* _GIVEN INSTRUCTION_
Copy these lines exactly as they appear.

Records from a dataset:
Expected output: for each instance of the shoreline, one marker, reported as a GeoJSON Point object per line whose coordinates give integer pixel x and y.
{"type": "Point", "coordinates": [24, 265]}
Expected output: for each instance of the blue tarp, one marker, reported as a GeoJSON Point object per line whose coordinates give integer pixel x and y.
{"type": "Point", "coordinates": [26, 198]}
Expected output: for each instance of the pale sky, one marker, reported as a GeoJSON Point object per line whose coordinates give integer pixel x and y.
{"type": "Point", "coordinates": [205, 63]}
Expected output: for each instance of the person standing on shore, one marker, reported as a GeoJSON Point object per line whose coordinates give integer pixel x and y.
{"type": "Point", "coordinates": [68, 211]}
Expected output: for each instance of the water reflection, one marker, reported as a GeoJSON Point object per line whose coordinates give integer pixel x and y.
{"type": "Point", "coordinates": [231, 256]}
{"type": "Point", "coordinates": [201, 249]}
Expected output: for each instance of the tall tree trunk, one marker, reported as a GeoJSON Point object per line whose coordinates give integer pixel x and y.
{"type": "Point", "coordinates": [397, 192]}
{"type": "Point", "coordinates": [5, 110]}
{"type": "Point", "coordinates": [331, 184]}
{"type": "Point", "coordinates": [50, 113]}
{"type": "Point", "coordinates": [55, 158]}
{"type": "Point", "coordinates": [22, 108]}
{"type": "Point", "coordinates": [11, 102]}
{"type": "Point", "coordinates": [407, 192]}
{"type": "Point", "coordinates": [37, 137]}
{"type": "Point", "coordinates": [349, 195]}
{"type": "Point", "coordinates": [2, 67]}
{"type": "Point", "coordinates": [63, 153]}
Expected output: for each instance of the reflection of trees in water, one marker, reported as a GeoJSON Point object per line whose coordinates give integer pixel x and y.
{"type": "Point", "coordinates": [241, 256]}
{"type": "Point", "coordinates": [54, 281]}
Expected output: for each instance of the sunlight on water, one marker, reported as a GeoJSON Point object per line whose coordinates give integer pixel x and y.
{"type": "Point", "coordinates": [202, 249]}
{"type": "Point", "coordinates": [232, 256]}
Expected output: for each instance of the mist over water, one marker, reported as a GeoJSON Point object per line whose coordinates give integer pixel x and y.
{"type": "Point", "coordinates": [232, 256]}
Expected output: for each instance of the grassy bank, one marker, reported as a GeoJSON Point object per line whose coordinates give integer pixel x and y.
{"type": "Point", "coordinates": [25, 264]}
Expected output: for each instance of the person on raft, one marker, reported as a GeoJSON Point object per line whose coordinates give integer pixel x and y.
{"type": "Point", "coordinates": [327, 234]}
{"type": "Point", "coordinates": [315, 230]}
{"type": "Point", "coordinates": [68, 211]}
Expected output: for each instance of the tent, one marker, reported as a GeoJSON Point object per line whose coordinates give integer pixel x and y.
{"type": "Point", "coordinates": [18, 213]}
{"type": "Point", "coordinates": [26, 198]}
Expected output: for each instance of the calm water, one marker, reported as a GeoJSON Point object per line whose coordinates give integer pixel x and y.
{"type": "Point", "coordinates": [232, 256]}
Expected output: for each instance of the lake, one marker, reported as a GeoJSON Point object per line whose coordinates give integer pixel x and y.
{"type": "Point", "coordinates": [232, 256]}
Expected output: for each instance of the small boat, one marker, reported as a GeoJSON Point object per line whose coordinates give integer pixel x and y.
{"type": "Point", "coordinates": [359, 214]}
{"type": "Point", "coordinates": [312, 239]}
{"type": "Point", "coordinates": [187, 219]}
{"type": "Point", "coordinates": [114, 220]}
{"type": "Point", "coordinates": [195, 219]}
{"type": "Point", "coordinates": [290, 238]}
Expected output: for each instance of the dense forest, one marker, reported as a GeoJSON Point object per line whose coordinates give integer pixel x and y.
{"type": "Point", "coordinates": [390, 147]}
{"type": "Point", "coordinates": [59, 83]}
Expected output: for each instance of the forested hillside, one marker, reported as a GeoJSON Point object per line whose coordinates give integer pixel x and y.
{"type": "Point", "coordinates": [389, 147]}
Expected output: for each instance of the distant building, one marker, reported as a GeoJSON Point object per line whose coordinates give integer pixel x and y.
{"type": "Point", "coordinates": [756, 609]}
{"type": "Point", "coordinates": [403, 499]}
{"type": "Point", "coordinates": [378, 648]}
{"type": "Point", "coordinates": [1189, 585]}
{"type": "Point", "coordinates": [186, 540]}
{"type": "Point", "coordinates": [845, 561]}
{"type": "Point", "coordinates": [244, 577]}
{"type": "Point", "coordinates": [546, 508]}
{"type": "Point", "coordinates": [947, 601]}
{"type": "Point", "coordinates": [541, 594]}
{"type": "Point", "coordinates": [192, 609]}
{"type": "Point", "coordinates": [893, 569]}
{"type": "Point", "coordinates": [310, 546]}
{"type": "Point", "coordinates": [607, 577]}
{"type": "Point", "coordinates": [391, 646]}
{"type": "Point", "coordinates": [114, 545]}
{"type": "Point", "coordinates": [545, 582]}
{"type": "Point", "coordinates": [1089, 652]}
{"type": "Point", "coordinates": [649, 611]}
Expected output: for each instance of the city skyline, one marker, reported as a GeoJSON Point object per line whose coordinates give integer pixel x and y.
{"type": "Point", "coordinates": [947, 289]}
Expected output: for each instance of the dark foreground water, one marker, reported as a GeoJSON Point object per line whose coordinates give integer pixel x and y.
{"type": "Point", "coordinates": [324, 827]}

* _TASK ANSWER_
Expected output: for each instance of the shoreline, one marker, reported as a GeoJSON Point object per line whose coordinates give integer pixel x and y.
{"type": "Point", "coordinates": [24, 265]}
Expected output: for each instance of the blue tarp, one marker, reported as a GeoJSON Point object per line whose coordinates give integer pixel x and y.
{"type": "Point", "coordinates": [26, 198]}
Expected output: for each instance of the pale sky, one marker, reported as a GeoJSON Point object per line whose coordinates give integer pixel x and y.
{"type": "Point", "coordinates": [205, 63]}
Expected output: for each instance of the person standing on shore, one marker, reported as a GeoJSON Point object per line whose coordinates give integer pixel x and y.
{"type": "Point", "coordinates": [68, 211]}
Expected output: for each instance of the water reflection, one marker, reported as a GeoJSON Point object per line whose coordinates give integer pixel x and y.
{"type": "Point", "coordinates": [231, 256]}
{"type": "Point", "coordinates": [201, 249]}
Expected output: for each instance of the tall tree trunk, one marker, reported as a GeoJSON Point object per line whose coordinates give integer pixel x and y.
{"type": "Point", "coordinates": [397, 192]}
{"type": "Point", "coordinates": [5, 110]}
{"type": "Point", "coordinates": [331, 184]}
{"type": "Point", "coordinates": [50, 113]}
{"type": "Point", "coordinates": [55, 158]}
{"type": "Point", "coordinates": [22, 108]}
{"type": "Point", "coordinates": [11, 102]}
{"type": "Point", "coordinates": [407, 192]}
{"type": "Point", "coordinates": [37, 137]}
{"type": "Point", "coordinates": [349, 195]}
{"type": "Point", "coordinates": [2, 67]}
{"type": "Point", "coordinates": [63, 153]}
Expected output: for each instance of the reflection of trees in water, one marker, reported as a GeoJSON Point object per line whose coordinates give integer pixel x and y.
{"type": "Point", "coordinates": [241, 256]}
{"type": "Point", "coordinates": [54, 281]}
Expected output: for each instance of the sunlight on water, one marker, reported as a GeoJSON Point object per line whose coordinates give integer pixel x and y.
{"type": "Point", "coordinates": [202, 249]}
{"type": "Point", "coordinates": [232, 256]}
Expected output: for each instance of the mist over water, one marker, reported as a GeoJSON Point object per line whose coordinates give integer pixel x and y.
{"type": "Point", "coordinates": [232, 256]}
Expected output: for each instance of the grassy bank, one marker, reported as a GeoJSON Point object per line whose coordinates give integer pixel x and y.
{"type": "Point", "coordinates": [25, 264]}
Expected output: for each instance of the person on raft, one marker, reported as a GeoJSON Point object per line whose coordinates give integer pixel x and y.
{"type": "Point", "coordinates": [327, 234]}
{"type": "Point", "coordinates": [315, 230]}
{"type": "Point", "coordinates": [68, 211]}
Expected output: for each instance of the tent, one marker, reported as a GeoJSON Point object per line whose coordinates give integer pixel x and y.
{"type": "Point", "coordinates": [18, 213]}
{"type": "Point", "coordinates": [26, 198]}
Expected output: for each instance of the calm water, one marker, reported as a GeoJSON Point object per line whose coordinates give integer pixel x and y.
{"type": "Point", "coordinates": [232, 256]}
Expected output: for each instance of the lake, one marker, reported as a GeoJSON Point object per line whose coordinates give integer pixel x and y.
{"type": "Point", "coordinates": [232, 256]}
Expected output: for each instance of the small boat, one marker, reported as a GeoJSON Point object per line whose coordinates give integer pixel x and y.
{"type": "Point", "coordinates": [359, 214]}
{"type": "Point", "coordinates": [312, 239]}
{"type": "Point", "coordinates": [187, 219]}
{"type": "Point", "coordinates": [114, 220]}
{"type": "Point", "coordinates": [195, 219]}
{"type": "Point", "coordinates": [290, 238]}
Expected output: for each instance of the dense forest, one marker, reported as a GeoJSON Point object per line whose coordinates give integer pixel x and y.
{"type": "Point", "coordinates": [390, 147]}
{"type": "Point", "coordinates": [59, 83]}
Expected output: for each instance of the forested hillside, one marker, reported as a GeoJSON Point object per line whose coordinates give integer pixel x and y.
{"type": "Point", "coordinates": [389, 147]}
Expected output: for each instance of the distant building, one marker, reported as a GeoJSON Point object per line whose coordinates give integer pixel x and y.
{"type": "Point", "coordinates": [756, 609]}
{"type": "Point", "coordinates": [403, 499]}
{"type": "Point", "coordinates": [378, 648]}
{"type": "Point", "coordinates": [1189, 585]}
{"type": "Point", "coordinates": [186, 540]}
{"type": "Point", "coordinates": [845, 561]}
{"type": "Point", "coordinates": [244, 577]}
{"type": "Point", "coordinates": [546, 508]}
{"type": "Point", "coordinates": [947, 601]}
{"type": "Point", "coordinates": [541, 594]}
{"type": "Point", "coordinates": [192, 609]}
{"type": "Point", "coordinates": [893, 569]}
{"type": "Point", "coordinates": [310, 546]}
{"type": "Point", "coordinates": [607, 577]}
{"type": "Point", "coordinates": [391, 646]}
{"type": "Point", "coordinates": [114, 545]}
{"type": "Point", "coordinates": [545, 582]}
{"type": "Point", "coordinates": [1089, 652]}
{"type": "Point", "coordinates": [649, 611]}
Expected output: for each instance of the city skyline, one marker, reported as a GeoJSON Point object per line whose coordinates give integer pixel x and y.
{"type": "Point", "coordinates": [947, 289]}
Expected output: for each instance of the dark foreground water, one marker, reported as a GeoJSON Point object per line whose coordinates give integer pixel x and y.
{"type": "Point", "coordinates": [324, 827]}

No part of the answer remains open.